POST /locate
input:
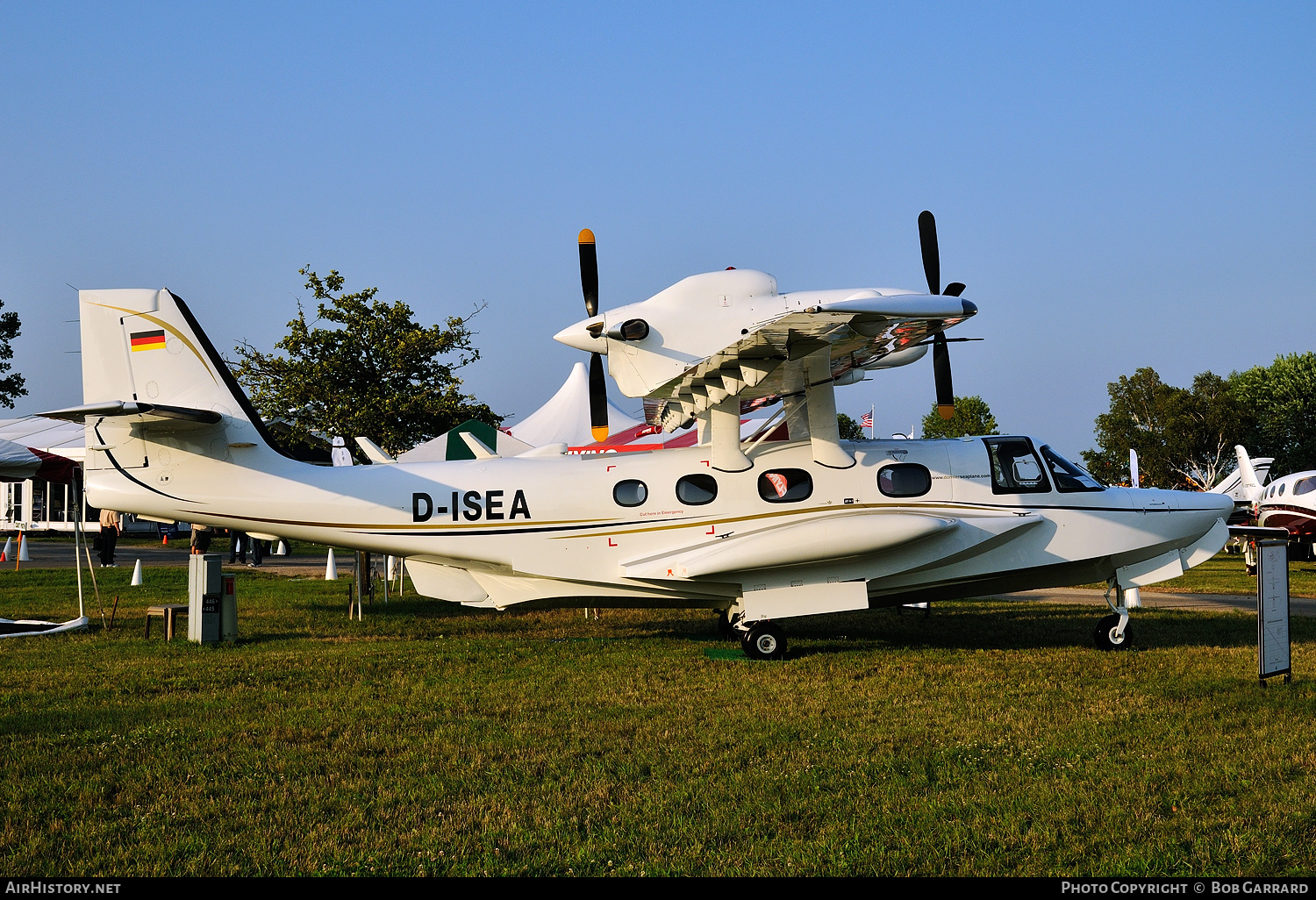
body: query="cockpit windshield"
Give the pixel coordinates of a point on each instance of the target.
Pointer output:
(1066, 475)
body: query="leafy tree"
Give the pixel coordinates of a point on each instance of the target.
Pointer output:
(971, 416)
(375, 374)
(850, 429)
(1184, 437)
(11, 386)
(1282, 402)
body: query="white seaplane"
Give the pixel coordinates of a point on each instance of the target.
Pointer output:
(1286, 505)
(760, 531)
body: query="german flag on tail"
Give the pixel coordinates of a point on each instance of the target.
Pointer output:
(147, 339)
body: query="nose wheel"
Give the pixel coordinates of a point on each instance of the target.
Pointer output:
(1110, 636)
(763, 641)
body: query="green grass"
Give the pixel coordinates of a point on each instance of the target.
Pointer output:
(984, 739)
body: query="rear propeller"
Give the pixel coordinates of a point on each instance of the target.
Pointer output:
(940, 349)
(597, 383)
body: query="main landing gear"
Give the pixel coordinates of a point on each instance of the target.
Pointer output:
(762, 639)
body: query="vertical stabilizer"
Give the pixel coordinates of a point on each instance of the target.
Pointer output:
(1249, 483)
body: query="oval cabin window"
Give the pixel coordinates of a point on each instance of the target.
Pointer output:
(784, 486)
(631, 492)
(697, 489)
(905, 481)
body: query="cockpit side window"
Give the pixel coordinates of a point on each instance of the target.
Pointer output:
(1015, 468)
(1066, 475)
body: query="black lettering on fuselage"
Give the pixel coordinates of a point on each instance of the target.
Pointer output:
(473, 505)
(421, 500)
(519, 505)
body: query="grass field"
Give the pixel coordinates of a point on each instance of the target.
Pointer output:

****

▶ _How to complete this task_:
Examine the entries and say how many of their lines hold the word "grass". No other words should accompany the number.

▶ _Solution to this exercise_:
2